New detention cells to replace 1938 lockup

Jackson County Executive Mike Sanders called the new detention cells a better product at a better price.

Jackson County Executive Mike Sanders called the new detention cells a better product at a better price.

It’s unclear what will happen to the dismal eighth-floor holding cells at downtown police headquarters – maybe they will remain as a kind of empty museum of despair.

City, Jackson County and city police officials yesterday announced their formal end as part of a cooperative agreement.

Beginning May 1, all city pre-arraignment police detainees will be held in a remodeled area of the downtown Regional Corrections Center, on the ground floor of the county jail.

The change avoids having to spend $5 million or more to renovate the 1938 police detention cells and cuts city costs per prisoner by 20 percent, said Mayor Sly James.

Video arraignment cameras there for city court also allow detainees to be processed faster, he said, and police will spend less time moving prisoners.

Jackson County Executive Mike Sanders said, “What we really have here is a better product for corrections at a better price.”

• • • • • • •

→ **WORK ORDER 1**
Print everything in the detention cells article from "It’s unclear what" down to "the county jail.".
→ **WORK ORDER 2**
Translate this sentence from the detention cells article into Spanish: "Beginning May 1, all city pre-arraignment police detainees will be held in a remodeled area of the downtown Regional Corrections Center, on the ground floor of the county jail."

→ **GIVEN INFORMATION**
• • • • • • •

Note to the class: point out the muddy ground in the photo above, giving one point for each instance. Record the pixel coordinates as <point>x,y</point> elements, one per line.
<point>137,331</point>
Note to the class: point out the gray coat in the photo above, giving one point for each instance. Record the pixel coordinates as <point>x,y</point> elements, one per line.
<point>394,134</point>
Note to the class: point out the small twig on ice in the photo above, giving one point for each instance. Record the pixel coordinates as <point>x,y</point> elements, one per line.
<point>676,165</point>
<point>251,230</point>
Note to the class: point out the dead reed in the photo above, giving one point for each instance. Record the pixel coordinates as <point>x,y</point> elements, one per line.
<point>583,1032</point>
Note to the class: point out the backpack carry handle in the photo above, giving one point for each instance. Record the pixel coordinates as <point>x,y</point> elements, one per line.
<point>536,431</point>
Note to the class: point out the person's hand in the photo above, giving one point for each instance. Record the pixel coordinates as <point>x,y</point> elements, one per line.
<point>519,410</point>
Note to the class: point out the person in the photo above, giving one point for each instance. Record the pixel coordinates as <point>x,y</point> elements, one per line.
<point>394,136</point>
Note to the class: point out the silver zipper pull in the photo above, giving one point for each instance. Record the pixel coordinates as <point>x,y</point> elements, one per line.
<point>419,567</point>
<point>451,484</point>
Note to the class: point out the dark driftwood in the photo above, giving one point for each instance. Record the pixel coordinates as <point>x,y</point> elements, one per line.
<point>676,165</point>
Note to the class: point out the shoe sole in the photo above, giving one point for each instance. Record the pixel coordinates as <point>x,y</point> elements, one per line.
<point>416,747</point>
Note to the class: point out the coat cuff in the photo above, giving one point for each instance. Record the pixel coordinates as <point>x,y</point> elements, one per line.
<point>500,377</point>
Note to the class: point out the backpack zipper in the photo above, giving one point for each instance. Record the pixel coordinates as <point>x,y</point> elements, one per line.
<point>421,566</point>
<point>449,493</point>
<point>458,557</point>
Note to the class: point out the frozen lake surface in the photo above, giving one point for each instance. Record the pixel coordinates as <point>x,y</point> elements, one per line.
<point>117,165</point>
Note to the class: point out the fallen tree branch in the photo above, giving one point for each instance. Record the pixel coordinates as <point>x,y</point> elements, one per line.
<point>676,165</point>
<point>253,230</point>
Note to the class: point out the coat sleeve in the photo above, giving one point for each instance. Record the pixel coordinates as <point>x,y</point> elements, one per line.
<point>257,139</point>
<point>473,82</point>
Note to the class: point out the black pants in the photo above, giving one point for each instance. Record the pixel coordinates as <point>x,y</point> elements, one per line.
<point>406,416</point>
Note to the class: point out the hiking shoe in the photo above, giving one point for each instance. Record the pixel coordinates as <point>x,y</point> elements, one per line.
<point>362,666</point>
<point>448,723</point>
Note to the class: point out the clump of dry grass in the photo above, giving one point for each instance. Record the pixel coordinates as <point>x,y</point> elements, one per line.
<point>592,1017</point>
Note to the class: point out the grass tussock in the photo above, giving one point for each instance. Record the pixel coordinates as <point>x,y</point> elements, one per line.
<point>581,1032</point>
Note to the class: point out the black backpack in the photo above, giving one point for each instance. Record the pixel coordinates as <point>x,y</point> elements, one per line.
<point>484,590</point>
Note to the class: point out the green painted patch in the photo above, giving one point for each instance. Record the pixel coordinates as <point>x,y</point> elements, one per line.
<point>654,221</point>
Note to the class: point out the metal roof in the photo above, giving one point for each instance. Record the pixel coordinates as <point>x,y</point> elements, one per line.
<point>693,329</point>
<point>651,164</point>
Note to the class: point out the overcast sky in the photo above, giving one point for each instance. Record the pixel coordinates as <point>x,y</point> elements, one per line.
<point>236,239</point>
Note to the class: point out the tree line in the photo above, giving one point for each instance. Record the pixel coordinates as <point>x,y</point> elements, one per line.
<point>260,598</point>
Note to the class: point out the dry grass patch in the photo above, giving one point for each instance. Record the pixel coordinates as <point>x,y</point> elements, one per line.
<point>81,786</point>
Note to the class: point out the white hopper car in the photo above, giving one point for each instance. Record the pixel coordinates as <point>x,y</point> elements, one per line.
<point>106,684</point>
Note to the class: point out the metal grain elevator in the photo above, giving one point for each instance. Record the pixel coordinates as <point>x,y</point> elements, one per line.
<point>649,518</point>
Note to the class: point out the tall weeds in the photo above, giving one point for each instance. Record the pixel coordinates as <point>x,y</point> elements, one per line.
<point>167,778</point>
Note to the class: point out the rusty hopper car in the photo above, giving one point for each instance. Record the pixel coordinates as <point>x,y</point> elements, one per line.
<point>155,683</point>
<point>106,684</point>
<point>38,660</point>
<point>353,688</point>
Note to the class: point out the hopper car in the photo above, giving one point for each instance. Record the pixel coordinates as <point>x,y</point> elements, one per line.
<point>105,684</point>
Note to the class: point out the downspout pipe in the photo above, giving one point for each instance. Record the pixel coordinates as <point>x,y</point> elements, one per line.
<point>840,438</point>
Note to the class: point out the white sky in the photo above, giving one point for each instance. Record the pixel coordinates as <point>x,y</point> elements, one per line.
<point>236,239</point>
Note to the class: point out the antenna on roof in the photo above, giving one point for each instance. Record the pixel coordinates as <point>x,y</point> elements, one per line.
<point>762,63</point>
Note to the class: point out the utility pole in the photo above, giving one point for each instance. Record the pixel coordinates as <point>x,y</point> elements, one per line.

• • • • • • •

→ **WORKED SOLUTION 1**
It’s unclear what will happen to the dismal eighth-floor holding cells at downtown police headquarters – maybe they will remain as a kind of empty museum of despair.

City, Jackson County and city police officials yesterday announced their formal end as part of a cooperative agreement.

Beginning May 1, all city pre-arraignment police detainees will be held in a remodeled area of the downtown Regional Corrections Center, on the ground floor of the county jail.

→ **WORKED SOLUTION 2**
A partir del 1 de mayo, todas las personas detenidas por la policía de la ciudad que estén a la espera de la lectura de cargos permanecerán en un área remodelada del Centro Correccional Regional del centro de la ciudad, en la planta baja de la cárcel del condado.